Although stratum 1s are expected to be highly accurate time references, there's nothing which I can see in the documentation which states that they are required to be so.  

The only requirement I can see is that the client and server must have a latency of no more than 128ms.  Which on a LAN shouldn't be an issue.


----------



## Jimmy (Nov 19, 2015)

Since discovered that a Cisco device which was not synchronising externally was also announcing itself as a stratum 1, and generating the same issue.


----------



## Uniballer (Nov 19, 2015)

Jimmy said:


> Although stratum 1s are expected to be highly accurate time references, there's nothing which I can see in the documentation which states that they are required to be so.


The problem was probably related to measurable clock stability, or the use of .LOCL. as a reference clock, rather than the claim that your DC was a stratum 1 clock.  Not everything that the code does is necessarily spelled out explicitly in the documentation.

My biggest concern with the use of the DC as an externally synchronized clock source is that the reference NTP implementation has had several security problems within the last couple of years, and I don't know how you could tell if the code running on the DC is susceptible and/or has been fixed.  I run a pair of BSD boxen that synchronize to different public NTP sources to provide NTP service to all of my other internal systems.  That way I feel that I can easily find out about known problems and access fixes for them.


----------



## Jordan (Jan 17, 2016)

I had a similar problem and struggled for several hours trying to fix the issue. I tried out OpenNTPD and the problem was instantly fixed without any configuration. Some info about running OpenNTPD on FreeBSD is here: http://www.cyberciti.biz/faq/freebsd-install-configure-openntpd-server-to-sync-time/


----------



## Uniballer (Jan 18, 2016)

Jordan said:


> I had a similar problem and struggled for several hours trying to fix the issue. I tried out OpenNTPD and the problem was instantly fixed without any configuration.



That is because OpenNTPD apparently only implements the Simple Network Time Protocol, and does not detect false tickers, etc.  It is probably fine for running as a client clock on a system that does not need high timestamp accuracy, but might not be so good for distributing time to a network.


----------

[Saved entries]
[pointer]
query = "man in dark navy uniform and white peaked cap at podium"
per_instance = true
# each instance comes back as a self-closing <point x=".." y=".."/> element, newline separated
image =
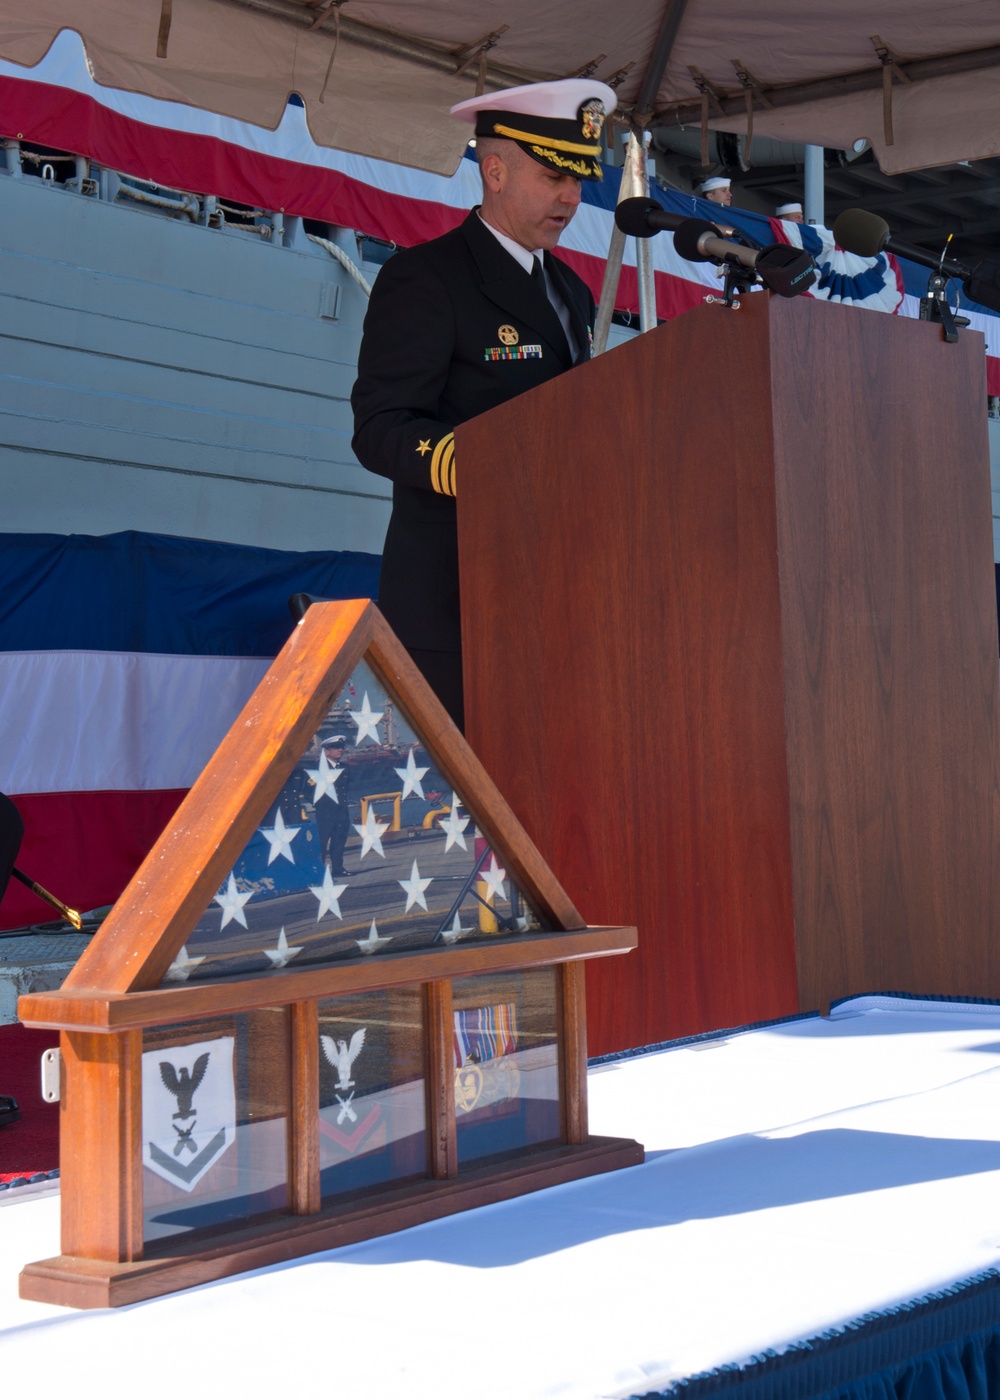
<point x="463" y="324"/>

:: What this exercise asks ::
[A] Rewrite the paragraph of the NTP forum thread that begins "My biggest concern with the use of the DC" more briefly, keeping its main facts.
[B] Print the part of the NTP forum thread between "My biggest concern" and "(Jan 17, 2016)", inclusive.

:: Answers ::
[A] My main worry about using the DC as an externally synchronized clock source is security. The reference NTP implementation has had several security problems in the last couple of years, and I can't tell whether the DC's code is vulnerable or has been fixed. Instead, I run two BSD boxes that synchronize to different public NTP sources and provide NTP service to all my other internal systems. That makes it easy to learn about known problems and get fixes.

[B]
My biggest concern with the use of the DC as an externally synchronized clock source is that the reference NTP implementation has had several security problems within the last couple of years, and I don't know how you could tell if the code running on the DC is susceptible and/or has been fixed.  I run a pair of BSD boxen that synchronize to different public NTP sources to provide NTP service to all of my other internal systems.  That way I feel that I can easily find out about known problems and access fixes for them.


----------



## Jordan (Jan 17, 2016)